### WHAT YOU WILL DO
Which lines in the records below contain the word "rubber"? Gather and copy every such line, treating case as significant.

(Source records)
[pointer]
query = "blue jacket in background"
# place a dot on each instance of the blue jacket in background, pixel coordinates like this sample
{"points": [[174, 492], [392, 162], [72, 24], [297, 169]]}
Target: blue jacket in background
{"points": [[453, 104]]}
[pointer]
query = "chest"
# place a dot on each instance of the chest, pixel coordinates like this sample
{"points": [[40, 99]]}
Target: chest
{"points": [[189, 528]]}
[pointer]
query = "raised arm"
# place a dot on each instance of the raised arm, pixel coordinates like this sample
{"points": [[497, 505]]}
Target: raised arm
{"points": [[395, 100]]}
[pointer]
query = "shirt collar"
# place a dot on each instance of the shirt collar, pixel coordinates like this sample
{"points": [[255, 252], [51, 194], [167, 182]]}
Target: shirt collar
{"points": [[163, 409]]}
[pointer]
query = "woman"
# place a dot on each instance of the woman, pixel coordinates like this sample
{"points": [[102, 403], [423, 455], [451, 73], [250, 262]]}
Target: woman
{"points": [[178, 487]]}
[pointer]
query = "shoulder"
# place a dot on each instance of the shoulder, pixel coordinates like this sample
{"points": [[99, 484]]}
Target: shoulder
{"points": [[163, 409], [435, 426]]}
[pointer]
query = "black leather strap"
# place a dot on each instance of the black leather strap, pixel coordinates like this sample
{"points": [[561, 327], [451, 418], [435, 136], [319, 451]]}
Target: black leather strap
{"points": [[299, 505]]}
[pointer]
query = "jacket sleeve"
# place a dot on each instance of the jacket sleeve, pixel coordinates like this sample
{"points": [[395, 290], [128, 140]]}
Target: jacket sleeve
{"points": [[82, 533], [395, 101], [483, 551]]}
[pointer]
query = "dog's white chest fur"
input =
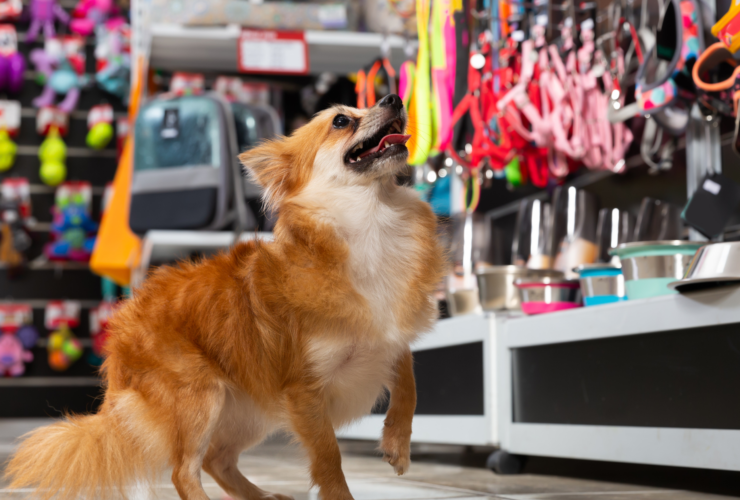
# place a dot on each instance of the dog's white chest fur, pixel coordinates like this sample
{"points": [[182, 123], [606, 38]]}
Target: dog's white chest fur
{"points": [[382, 246]]}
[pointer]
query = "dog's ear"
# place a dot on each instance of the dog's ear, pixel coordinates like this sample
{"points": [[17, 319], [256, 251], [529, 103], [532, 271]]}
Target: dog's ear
{"points": [[270, 165], [282, 166]]}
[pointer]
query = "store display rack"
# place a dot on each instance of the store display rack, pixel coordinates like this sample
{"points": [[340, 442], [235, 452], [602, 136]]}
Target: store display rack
{"points": [[651, 381], [214, 49], [41, 391], [456, 385]]}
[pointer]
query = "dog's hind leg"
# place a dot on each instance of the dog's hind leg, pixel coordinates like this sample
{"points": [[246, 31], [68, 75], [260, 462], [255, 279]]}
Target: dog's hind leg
{"points": [[221, 464], [197, 411], [240, 427]]}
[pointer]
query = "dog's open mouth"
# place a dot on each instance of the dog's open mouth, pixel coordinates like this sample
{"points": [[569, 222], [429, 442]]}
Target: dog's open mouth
{"points": [[387, 141]]}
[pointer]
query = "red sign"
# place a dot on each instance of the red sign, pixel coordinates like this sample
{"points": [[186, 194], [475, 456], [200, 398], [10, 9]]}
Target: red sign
{"points": [[271, 51]]}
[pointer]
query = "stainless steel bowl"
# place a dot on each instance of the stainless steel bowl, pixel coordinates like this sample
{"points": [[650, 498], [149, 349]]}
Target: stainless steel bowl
{"points": [[712, 265], [496, 285], [549, 290], [655, 259]]}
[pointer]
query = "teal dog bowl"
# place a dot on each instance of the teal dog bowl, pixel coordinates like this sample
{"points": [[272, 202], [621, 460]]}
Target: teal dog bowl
{"points": [[601, 284], [648, 266]]}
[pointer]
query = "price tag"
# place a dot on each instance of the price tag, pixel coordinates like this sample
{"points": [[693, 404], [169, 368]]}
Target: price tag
{"points": [[270, 51], [8, 39]]}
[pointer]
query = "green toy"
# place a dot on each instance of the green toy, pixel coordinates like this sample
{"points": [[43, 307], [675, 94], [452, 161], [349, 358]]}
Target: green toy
{"points": [[53, 153], [100, 135], [514, 172], [8, 150]]}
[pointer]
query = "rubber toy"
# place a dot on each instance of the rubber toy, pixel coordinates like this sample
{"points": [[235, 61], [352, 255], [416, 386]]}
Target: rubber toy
{"points": [[89, 14], [53, 153], [8, 149], [13, 355], [100, 135], [406, 82], [28, 335], [63, 348], [443, 46], [72, 231], [727, 29], [420, 114], [514, 172], [44, 13], [58, 77], [114, 61], [12, 67]]}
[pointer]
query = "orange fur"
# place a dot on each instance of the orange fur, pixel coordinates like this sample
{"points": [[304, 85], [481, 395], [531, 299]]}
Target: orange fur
{"points": [[302, 333]]}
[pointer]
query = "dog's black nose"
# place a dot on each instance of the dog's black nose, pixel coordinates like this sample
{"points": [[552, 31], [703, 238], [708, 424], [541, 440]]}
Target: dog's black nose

### ANSWER TO THIS EXERCISE
query = "rubber toy"
# place a dot on each instance of the rubber toy, pixel coordinates like this sample
Target: rubber toy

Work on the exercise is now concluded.